Bloc de texte |
J’ai l’habitude d’avoir le cafard le 5 décembre. À chaque année, le même cauchemar, la même histoire. Même si je ne veux pas, je ne cesse de penser au viol que j’ai vécu il y a plus de 30 ans. C’est comme si je le revivais encore, autant dans ma tête que dans mon corps. C’est fou à quel point le corps possède sa propre mémoire. À chaque année, à la même date, ma gorge se serre, mon cou fait mal et je prends froid. Fascinant.

Le 5 décembre dernier, l’odeur nauséabonde du camion était moins présente. Comme si elle commençait à s’évaporer. Mes blessures me font moins mal. Le temps y est pour quelque chose? Oui, c’est certain, mais le fait d’avoir partagé mon expérience il y a une dizaine de mois m’a enlevé un énorme poids sur les épaules. Mon histoire ne m’appartient plus. Je n’ai plus le fardeau de la garder pour moi, telle une tumeur qui ne cesse de grossir. Le cœur reprisé, c’était mon histoire et c’est maintenant la nôtre.

Objectifs |
1. Reproduisez fidèlement le passage du témoignage qui va de « J’ai l’habitude d’avoir » à « prends froid. Fascinant. ».
2. Dans le témoignage, relevez toutes les réactions du corps qui, selon le texte, reviennent chaque année à la même date.

[Entrées d'annotation par coordonnées]

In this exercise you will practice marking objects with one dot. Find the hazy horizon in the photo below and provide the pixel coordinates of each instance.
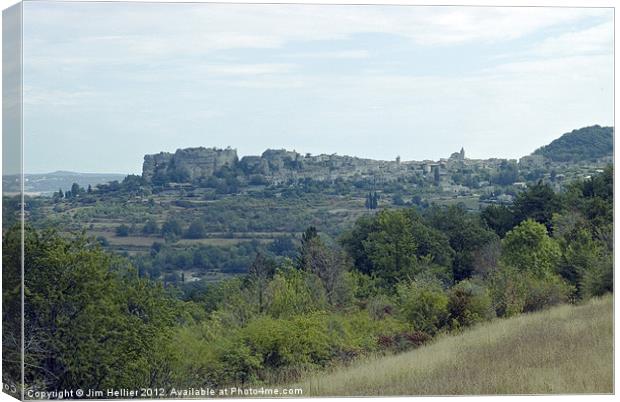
(107, 83)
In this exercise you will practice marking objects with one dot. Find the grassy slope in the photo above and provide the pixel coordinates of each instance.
(567, 349)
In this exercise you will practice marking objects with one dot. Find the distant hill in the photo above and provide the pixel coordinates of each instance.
(47, 183)
(588, 143)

Les solutions |
1.
J’ai l’habitude d’avoir le cafard le 5 décembre. À chaque année, le même cauchemar, la même histoire. Même si je ne veux pas, je ne cesse de penser au viol que j’ai vécu il y a plus de 30 ans. C’est comme si je le revivais encore, autant dans ma tête que dans mon corps. C’est fou à quel point le corps possède sa propre mémoire. À chaque année, à la même date, ma gorge se serre, mon cou fait mal et je prends froid. Fascinant.

2.
- La gorge se serre.
- Le cou fait mal.
- La personne prend froid.